## Request
Can you repeat the lines from the line with "In this exercise you will indicate the laptop trackpad" to the line with "x=448, y=263", swapping "glasses frame" for "eyeglass frame" and leaving everything else unchanged?

**** The input ****

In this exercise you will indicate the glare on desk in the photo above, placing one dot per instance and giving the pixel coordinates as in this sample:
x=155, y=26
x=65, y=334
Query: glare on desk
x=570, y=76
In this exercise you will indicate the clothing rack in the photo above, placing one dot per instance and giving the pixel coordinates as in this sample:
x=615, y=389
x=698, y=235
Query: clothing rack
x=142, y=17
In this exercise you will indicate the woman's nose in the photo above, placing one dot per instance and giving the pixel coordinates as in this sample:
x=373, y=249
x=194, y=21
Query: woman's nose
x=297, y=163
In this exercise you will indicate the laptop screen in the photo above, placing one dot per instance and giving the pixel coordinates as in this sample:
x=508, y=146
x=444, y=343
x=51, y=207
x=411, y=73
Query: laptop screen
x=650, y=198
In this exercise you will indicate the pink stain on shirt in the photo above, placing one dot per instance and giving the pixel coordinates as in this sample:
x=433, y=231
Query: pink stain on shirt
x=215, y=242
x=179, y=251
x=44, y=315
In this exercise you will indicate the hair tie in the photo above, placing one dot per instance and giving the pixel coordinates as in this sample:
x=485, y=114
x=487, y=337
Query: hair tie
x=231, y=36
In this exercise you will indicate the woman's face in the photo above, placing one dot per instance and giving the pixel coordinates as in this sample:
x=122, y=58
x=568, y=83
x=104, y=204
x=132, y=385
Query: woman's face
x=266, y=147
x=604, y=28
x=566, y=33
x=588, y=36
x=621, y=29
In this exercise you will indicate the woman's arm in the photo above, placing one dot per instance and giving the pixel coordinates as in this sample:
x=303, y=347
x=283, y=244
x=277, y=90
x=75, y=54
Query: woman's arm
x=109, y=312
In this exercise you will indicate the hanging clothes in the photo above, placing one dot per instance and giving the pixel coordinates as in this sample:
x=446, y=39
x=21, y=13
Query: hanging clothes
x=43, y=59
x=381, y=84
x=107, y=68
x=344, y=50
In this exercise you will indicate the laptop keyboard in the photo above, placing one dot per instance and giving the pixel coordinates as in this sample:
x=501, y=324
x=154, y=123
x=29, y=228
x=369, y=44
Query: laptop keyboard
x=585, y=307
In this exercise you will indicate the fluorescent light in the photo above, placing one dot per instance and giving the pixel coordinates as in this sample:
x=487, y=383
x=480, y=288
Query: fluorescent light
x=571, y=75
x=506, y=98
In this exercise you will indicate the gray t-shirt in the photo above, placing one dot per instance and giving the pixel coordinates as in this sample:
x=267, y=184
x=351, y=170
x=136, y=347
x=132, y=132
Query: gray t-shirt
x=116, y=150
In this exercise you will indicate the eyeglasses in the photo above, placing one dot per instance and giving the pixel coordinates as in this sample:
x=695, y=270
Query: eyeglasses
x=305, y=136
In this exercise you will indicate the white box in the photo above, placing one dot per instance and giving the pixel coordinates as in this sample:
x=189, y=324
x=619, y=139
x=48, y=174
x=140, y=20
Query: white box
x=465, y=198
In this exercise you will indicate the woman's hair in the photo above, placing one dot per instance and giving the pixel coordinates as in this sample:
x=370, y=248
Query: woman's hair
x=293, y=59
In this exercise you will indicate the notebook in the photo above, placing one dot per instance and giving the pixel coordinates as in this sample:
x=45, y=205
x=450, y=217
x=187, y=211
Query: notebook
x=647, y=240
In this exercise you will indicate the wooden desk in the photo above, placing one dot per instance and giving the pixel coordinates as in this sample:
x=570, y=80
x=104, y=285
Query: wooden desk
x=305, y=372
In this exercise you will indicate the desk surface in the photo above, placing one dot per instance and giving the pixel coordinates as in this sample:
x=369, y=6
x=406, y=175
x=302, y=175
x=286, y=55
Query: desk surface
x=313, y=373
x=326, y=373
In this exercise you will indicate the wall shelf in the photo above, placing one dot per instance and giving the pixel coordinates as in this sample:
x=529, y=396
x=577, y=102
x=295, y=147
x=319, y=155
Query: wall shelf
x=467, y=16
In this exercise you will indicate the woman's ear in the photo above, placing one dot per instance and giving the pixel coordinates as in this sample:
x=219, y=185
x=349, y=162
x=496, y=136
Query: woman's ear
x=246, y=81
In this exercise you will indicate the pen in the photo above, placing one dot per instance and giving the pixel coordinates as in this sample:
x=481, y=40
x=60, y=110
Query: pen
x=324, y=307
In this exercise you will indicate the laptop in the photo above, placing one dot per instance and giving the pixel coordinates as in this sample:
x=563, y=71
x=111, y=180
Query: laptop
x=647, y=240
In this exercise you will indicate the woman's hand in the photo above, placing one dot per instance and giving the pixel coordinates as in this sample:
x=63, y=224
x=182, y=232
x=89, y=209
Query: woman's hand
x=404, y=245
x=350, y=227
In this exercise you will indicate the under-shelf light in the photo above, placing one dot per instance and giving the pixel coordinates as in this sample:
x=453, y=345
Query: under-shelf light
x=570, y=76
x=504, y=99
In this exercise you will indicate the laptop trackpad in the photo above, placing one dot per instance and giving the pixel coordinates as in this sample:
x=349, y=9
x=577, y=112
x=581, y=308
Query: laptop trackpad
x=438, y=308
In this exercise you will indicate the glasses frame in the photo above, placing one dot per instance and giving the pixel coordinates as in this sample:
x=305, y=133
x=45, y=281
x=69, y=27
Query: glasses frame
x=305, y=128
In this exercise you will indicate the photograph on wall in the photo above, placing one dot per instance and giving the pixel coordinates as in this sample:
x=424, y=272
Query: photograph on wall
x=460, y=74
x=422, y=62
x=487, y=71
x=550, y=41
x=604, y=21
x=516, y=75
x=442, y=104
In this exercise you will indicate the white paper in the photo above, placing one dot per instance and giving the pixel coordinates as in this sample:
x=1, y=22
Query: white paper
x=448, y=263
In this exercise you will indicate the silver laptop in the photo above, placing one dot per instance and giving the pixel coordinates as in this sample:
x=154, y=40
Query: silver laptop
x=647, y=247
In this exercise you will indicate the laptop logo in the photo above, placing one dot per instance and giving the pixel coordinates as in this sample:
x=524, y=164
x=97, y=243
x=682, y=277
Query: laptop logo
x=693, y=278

****

## Task response
In this exercise you will indicate the laptop trackpad in the photo above, placing one dot per instance and giving the pixel coordinates as in this sample:
x=349, y=9
x=577, y=112
x=581, y=308
Query: laptop trackpad
x=438, y=308
In this exercise you will indicate the eyeglass frame in the photo above, placing one dot per instance and giving the pixel coordinates as in this sample:
x=305, y=133
x=45, y=281
x=69, y=27
Query: eyeglass frame
x=305, y=128
In this exercise you will indicate the photograph on wall in the photo above, placing one dot per instance and giving the pixel coordinates as in this sample:
x=424, y=272
Query: photograph on wall
x=460, y=74
x=422, y=62
x=487, y=71
x=550, y=41
x=604, y=21
x=516, y=75
x=442, y=104
In this exercise you will indicate the white paper in the photo above, placing one dot per instance and giving the pixel coordinates as in this sample:
x=1, y=22
Query: white paper
x=448, y=263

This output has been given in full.